## TASK DIRECTIONS
Starting with the first line of the data and going on through the line with "negative clicks: (419, 714) (514, 709)", rewrite those lines with every "box" changed to "bounding box" and nothing else altered.
※
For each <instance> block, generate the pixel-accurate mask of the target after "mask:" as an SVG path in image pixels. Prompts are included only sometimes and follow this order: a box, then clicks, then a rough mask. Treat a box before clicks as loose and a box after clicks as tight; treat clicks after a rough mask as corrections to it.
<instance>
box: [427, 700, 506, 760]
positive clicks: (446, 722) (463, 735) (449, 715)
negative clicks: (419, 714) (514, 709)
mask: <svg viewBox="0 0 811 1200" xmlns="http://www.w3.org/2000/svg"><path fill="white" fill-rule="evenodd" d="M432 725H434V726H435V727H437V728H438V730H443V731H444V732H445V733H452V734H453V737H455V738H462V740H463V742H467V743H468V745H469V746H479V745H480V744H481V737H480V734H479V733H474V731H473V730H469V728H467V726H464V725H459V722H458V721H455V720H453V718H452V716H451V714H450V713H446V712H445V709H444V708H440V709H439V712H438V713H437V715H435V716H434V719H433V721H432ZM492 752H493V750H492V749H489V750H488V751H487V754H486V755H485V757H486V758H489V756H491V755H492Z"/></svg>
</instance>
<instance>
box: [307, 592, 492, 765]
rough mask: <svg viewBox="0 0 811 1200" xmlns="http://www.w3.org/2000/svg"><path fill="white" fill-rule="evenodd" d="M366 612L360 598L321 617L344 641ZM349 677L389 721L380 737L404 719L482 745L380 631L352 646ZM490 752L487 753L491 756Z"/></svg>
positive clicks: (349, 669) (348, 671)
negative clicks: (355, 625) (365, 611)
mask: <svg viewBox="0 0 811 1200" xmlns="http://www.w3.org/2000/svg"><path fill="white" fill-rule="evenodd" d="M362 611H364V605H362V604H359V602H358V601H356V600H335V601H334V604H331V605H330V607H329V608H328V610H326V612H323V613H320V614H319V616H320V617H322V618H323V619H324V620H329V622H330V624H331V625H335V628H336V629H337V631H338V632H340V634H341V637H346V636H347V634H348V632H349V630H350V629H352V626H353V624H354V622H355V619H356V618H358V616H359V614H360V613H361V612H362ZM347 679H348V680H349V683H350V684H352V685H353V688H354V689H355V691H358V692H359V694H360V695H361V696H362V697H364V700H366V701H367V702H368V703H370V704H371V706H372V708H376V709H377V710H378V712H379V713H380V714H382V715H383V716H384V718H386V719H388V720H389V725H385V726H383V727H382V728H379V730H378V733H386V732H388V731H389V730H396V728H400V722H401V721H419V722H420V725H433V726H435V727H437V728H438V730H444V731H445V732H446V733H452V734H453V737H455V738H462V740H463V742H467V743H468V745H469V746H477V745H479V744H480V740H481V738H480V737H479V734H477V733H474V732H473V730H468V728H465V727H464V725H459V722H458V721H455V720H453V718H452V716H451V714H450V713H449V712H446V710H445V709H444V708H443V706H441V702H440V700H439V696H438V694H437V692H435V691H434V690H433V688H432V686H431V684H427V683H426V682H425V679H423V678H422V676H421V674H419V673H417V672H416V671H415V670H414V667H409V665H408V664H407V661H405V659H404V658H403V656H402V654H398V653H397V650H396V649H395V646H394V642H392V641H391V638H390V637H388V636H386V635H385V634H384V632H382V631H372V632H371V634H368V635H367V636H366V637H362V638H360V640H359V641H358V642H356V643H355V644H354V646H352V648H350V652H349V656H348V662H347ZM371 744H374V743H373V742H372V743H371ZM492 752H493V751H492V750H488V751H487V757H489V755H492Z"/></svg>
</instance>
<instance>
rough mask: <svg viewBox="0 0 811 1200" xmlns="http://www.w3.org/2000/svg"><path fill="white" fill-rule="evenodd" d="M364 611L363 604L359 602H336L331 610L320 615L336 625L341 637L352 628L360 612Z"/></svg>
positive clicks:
※
## RESPONSE BELOW
For each <instance> block, generate the pixel-accurate mask of the target after "mask:" as an SVG path in image pixels. Prompts are included only sometimes and follow this order: a bounding box, then clicks, then a rough mask. Treat a bounding box before clicks as loose and a bounding box after clicks as tight; treat clicks after a rough mask as corrections to it.
<instance>
bounding box: [427, 700, 506, 760]
positive clicks: (446, 722) (463, 735) (449, 715)
negative clicks: (419, 714) (514, 709)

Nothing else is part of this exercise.